Somehow, this long-standing practice has become something to cheer about this year. Also, the emphasis should be on helping customers reduce energy costs and to obtain aid if they cannot afford it, instead of termination. The PSC is essentially green-lighting harsh and dangerous termination practices when it is 33 degrees, contrary to the statutory goal of continuous residential service. See Candle Fires: A Symptom of “Rolling Blackouts” Affecting Low-Income Households.
The PSC has no performance measures in place to disincent utilities from reducing customer service costs needed to work with customers and relying instead on interruption of service as a collection tactic.
PULP supports the concept of prioritizing outreach efforts regarding assistance programs and expanding bill payment options, but has yet to see any changes this year.
Rather than exacting concessions from the utilities on ways to significantly minimize (or eliminate) cold weather terminations, in this time of dual crises (higher energy costs and an economic meltdown) the Commission mainly has gotten the utilities to agree to do things they already should have been doing. Where is the Commission’s commitment to customers and affordable service to the poor?
++++
_EXERCISE TASKS_
**A)** From the text on cold-weather utility terminations, extract the stretch from "Rather than exacting" through "to the poor?".
**B)** Condense the paragraph in the text on cold-weather utility terminations that begins "Rather than exacting concessions" into a shorter version that keeps its main facts.
++++
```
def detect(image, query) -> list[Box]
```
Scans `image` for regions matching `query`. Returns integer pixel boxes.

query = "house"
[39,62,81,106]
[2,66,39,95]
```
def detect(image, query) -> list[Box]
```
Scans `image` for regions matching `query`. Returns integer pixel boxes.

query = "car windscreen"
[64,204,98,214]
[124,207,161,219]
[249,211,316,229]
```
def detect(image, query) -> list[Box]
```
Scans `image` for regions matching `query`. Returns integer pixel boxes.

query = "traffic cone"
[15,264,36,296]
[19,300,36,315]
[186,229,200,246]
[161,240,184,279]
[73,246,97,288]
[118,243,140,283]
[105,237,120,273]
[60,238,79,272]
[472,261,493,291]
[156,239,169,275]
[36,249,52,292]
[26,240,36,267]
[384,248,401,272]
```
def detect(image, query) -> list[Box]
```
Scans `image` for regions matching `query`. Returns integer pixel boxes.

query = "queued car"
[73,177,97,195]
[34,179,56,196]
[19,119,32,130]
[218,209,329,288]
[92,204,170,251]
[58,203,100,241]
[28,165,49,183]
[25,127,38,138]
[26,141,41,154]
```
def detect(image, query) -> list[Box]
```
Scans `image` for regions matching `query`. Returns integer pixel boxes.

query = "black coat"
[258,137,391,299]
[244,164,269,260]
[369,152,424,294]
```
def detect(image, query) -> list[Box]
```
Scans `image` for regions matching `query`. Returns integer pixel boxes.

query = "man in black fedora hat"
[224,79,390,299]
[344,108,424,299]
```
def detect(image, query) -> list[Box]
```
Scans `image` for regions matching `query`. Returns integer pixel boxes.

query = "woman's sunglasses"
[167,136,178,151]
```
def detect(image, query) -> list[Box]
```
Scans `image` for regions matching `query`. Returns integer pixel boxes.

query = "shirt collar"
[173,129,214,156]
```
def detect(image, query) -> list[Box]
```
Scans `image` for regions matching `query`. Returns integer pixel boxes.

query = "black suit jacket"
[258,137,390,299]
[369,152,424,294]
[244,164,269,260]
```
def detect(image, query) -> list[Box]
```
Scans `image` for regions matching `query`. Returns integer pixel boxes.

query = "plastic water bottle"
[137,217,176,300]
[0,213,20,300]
++++
_ANSWERS GIVEN_
**A)**
Rather than exacting concessions from the utilities on ways to significantly minimize (or eliminate) cold weather terminations, in this time of dual crises (higher energy costs and an economic meltdown) the Commission mainly has gotten the utilities to agree to do things they already should have been doing. Where is the Commission’s commitment to customers and affordable service to the poor?

**B)** During the dual crises of higher energy costs and an economic meltdown, the Commission mostly got utilities to agree to things they should already have been doing. It did not secure concessions that would significantly reduce or eliminate cold-weather terminations. This raises doubts about its commitment to customers and to affordable service for the poor.